◆ **Source**:
╭──
Classification counters for errors encountered during the telemetry interval. Each key identifies a specific error variant and the value is the number of occurrences.

JWT validation errors

Source: ValidateJwtError, JwtProcessingError

Key Source Description
jwt.decode_failed ValidateJwtError::DecodeJwt JWT is malformed: not in header.payload.signature format, base64 decode failure, or header/claims JSON deserialization failure
jwt.missing_key ValidateJwtError::MissingValidationKey No decoding key available for this JWT's kid. JWKS may not have been fetched or the key was rotated
jwt.missing_validator ValidateJwtError::MissingValidator No validator initialized for this issuer+algorithm combination. Either the issuer is untrusted or the algorithm is not in signature_algorithms_supported
jwt.validation_failed ValidateJwtError::ValidateJwt Signature verification or standard claim validation failed (expired, wrong audience, nbf in future, etc.)
jwt.missing_claims ValidateJwtError::MissingClaims Token is missing required claims defined per token type in the trusted issuer config (e.g. sub, iss, aud)
jwt.status_check_failed ValidateJwtError::GetJwtStatus Failed to fetch or parse the JWT status list reference
jwt.status_rejected ValidateJwtError::RejectJwtStatus Token was revoked or suspended according to the IETF status list
jwt.missing_status_list ValidateJwtError::MissingStatusList Status validation is enabled but no status list is available for this token
jwt.untrusted_issuer ValidateJwtError::TrustedIssuerValidation(UntrustedIssuer) Token's iss claim does not match any trusted issuer in the policy store
jwt.missing_required_claim ValidateJwtError::TrustedIssuerValidation(MissingRequiredClaim) Trusted issuer requires a specific claim that the token does not have
jwt.signed_authz_unavailable JwtProcessingError::SignedAuthzUnavailable Signed authorization requested but no trusted issuers or JWKS were configured

Authorization errors

Source: AuthorizeError

Key Source Description
authz.invalid_action AuthorizeError::Action The action string could not be parsed as a valid Cedar EntityUid
authz.identifier_parsing AuthorizeError::IdentifierParsing An entity type name or action identifier failed to parse
authz.invalid_context AuthorizeError::CreateContext Context JSON does not conform to the Cedar schema for this action
authz.invalid_principal AuthorizeError::InvalidPrincipal The Cedar request for a principal does not conform to the schema
authz.request_validation AuthorizeError::RequestValidation Cedar request validation failed (schema mismatch between action, principal, resource)
╰──
◆ **What the task asks**: Please copy out the whole error counter reference above word for word.

◆ **Data**:
╭──
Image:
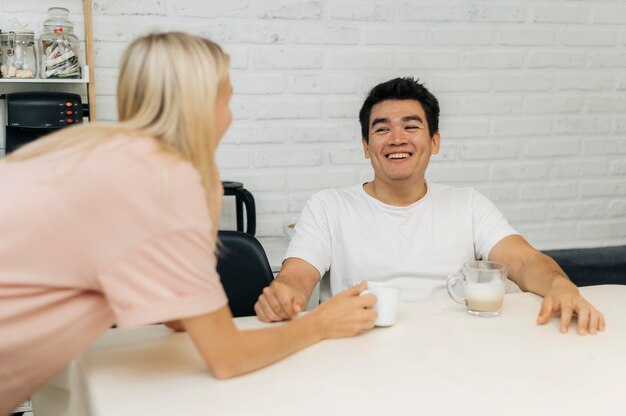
╰──
◆ **Problem solution**:
Classification counters for errors encountered during the telemetry interval. Each key identifies a specific error variant and the value is the number of occurrences.

JWT validation errors

Source: ValidateJwtError, JwtProcessingError

Key Source Description
jwt.decode_failed ValidateJwtError::DecodeJwt JWT is malformed: not in header.payload.signature format, base64 decode failure, or header/claims JSON deserialization failure
jwt.missing_key ValidateJwtError::MissingValidationKey No decoding key available for this JWT's kid. JWKS may not have been fetched or the key was rotated
jwt.missing_validator ValidateJwtError::MissingValidator No validator initialized for this issuer+algorithm combination. Either the issuer is untrusted or the algorithm is not in signature_algorithms_supported
jwt.validation_failed ValidateJwtError::ValidateJwt Signature verification or standard claim validation failed (expired, wrong audience, nbf in future, etc.)
jwt.missing_claims ValidateJwtError::MissingClaims Token is missing required claims defined per token type in the trusted issuer config (e.g. sub, iss, aud)
jwt.status_check_failed ValidateJwtError::GetJwtStatus Failed to fetch or parse the JWT status list reference
jwt.status_rejected ValidateJwtError::RejectJwtStatus Token was revoked or suspended according to the IETF status list
jwt.missing_status_list ValidateJwtError::MissingStatusList Status validation is enabled but no status list is available for this token
jwt.untrusted_issuer ValidateJwtError::TrustedIssuerValidation(UntrustedIssuer) Token's iss claim does not match any trusted issuer in the policy store
jwt.missing_required_claim ValidateJwtError::TrustedIssuerValidation(MissingRequiredClaim) Trusted issuer requires a specific claim that the token does not have
jwt.signed_authz_unavailable JwtProcessingError::SignedAuthzUnavailable Signed authorization requested but no trusted issuers or JWKS were configured

Authorization errors

Source: AuthorizeError

Key Source Description
authz.invalid_action AuthorizeError::Action The action string could not be parsed as a valid Cedar EntityUid
authz.identifier_parsing AuthorizeError::IdentifierParsing An entity type name or action identifier failed to parse
authz.invalid_context AuthorizeError::CreateContext Context JSON does not conform to the Cedar schema for this action
authz.invalid_principal AuthorizeError::InvalidPrincipal The Cedar request for a principal does not conform to the schema
authz.request_validation AuthorizeError::RequestValidation Cedar request validation failed (schema mismatch between action, principal, resource)